**Work order:** According to the news story below about the Middlebury Institute's fall 2021 Welcome Week, how many new students did the Institute welcome, and from how many countries?

**Excerpted passage:**
----
| by Jason Warburg

News Stories

Woman wearing masks stands across a table from a younger person wearing a mask
Director of Residential Life Saiya Yanagihashi helps Mallory Hoffbeck MAIEP ’23 check into the new Munras housing during Welcome Week for fall 2021. 

The Middlebury Institute welcomed 330 new students from 33 countries last week with an innovative series of virtual gatherings that preserved revered institutional traditions while adapting the entire Welcome Week slate of orientation events to current conditions.

With travel challenging for many international students and a number of students still in the process of meeting the Institute’s vaccination requirements for in-person instruction, most events were held online. “We initially hoped to have at least a couple of in-person events during Welcome Week, but made the decision to adjust our plans,” says Associate Dean of Student Services Ashley Arrocha. “We appreciate that students recognize the unique circumstances, and we made every effort to ensure Welcome Week offered incoming students the chance to begin their graduate experience with a strong foundation of knowledge and information, as well as a strong sense of community.” 

Under the Institute’s COVID policy, proof of vaccination or an approved exemption is required for all students, faculty, and staff who wish to be present on campus. For the fall semester, students can take classes in person and/or remotely—roughly 75 percent of students expect to participate in classes in person, with the remainder planning to join their classes virtually.

“The orientation sessions have been really informative and well-organized,” says incoming student Jordyn Dezago MATESOL ’23. “All of the staff and faculty at MIIS have been incredibly receptive and supportive—they always take the time to answer questions, meet with us individually, and make us feel welcome in any way they can. The sessions are definitely giving us tools to be successful here at MIIS, and I appreciate everything that is being done to make information as accessible as possible.”
----
**Dataset excerpts:**
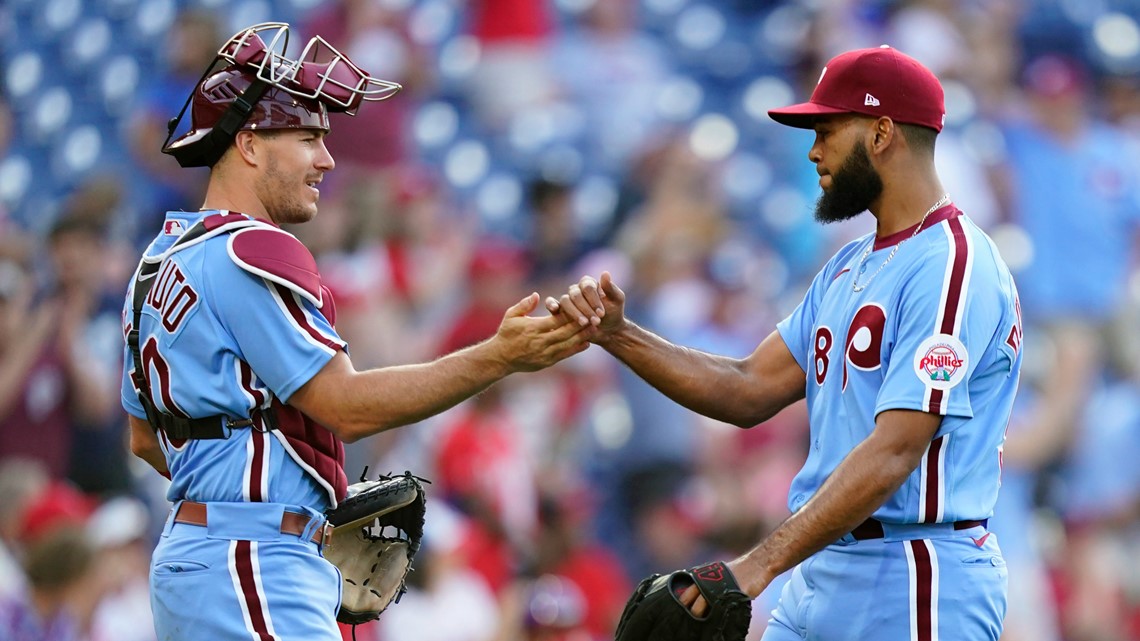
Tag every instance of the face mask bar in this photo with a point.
(328, 76)
(322, 72)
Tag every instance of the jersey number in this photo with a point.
(862, 348)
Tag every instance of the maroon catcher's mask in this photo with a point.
(260, 89)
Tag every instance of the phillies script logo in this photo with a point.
(941, 362)
(173, 228)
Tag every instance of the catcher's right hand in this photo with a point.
(654, 613)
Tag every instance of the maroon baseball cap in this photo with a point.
----
**Exercise result:** The Institute welcomed 330 new students from 33 countries.